## Passage shown
--------------------------------
The Powel Integrated Control Centre has been developed to integrate the entire planning and scheduling processes for hydro power systems, says Nils O. Tangvik


ELECTRICITY markets worldwide are being deregulated and opened to cross-border competition. Prices are being set by power exchanges and independent system operators, which must be mindful to balance supply and demand every hour of the day. As a consequence, power companies need tools that help determine how much energy to produce hour by hour in accordance with fluctuating price forecasts, in order to maximise revenues.

Power companies with hydro power generation capacity have great opportunities for utilising the new possibilities introduced by deregulation. While thermal power stations are well-suited for covering a steady base load, hydro is ideal for balancing the rapid variations in demand. Thus, hydro power generation should – to the extent possible – take place in peak power periods with high prices.

Hydro power scheduling

Most hydro power systems consist of several reservoirs, power stations and watercourses that together form a complex hydrological system. In particular, rivers with many cascaded power stations and variable time delays downstream on the river are difficult to utilise in an optimal way. Increasing the generation in an upstream power station during peak price periods might later cause excess water to arrive at downstream power stations during low price periods. There might also be restrictions on water discharge in the river, or on reservoir levels. Such restrictions might vary during the year.
--------------------------------
## Data lines
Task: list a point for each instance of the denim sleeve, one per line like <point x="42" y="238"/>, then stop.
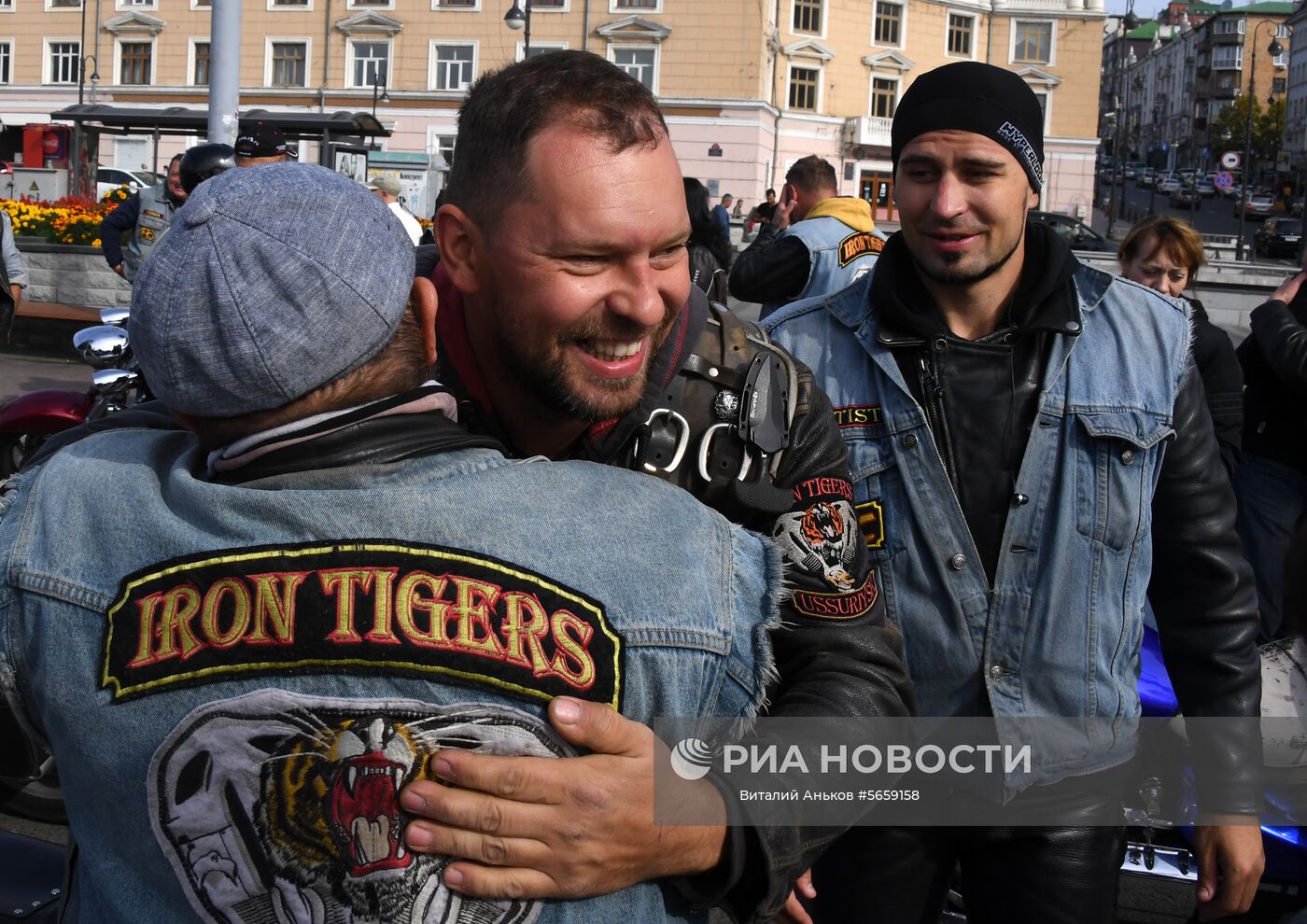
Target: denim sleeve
<point x="10" y="255"/>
--------------------------------
## Problems
1. From the hydro power article, return the stretch from "Most hydro power" through "during the year.".
2. State whether each statement agrees with the hydro power article, answering yes or no and quoting the deciding words. (a) Thermal power stations are ideal for balancing rapid variations in demand. (b) Prices are being set by power exchanges and independent system operators. (c) Restrictions on water discharge in the river or on reservoir levels remain constant throughout the year.

## Responses by task
1.
Most hydro power systems consist of several reservoirs, power stations and watercourses that together form a complex hydrological system. In particular, rivers with many cascaded power stations and variable time delays downstream on the river are difficult to utilise in an optimal way. Increasing the generation in an upstream power station during peak price periods might later cause excess water to arrive at downstream power stations during low price periods. There might also be restrictions on water discharge in the river, or on reservoir levels. Such restrictions might vary during the year.

2.
(a) No: "While thermal power stations are well-suited for covering a steady base load, hydro is ideal for balancing the rapid variations in demand."
(b) Yes: "Prices are being set by power exchanges and independent system operators"
(c) No: "Such restrictions might vary during the year."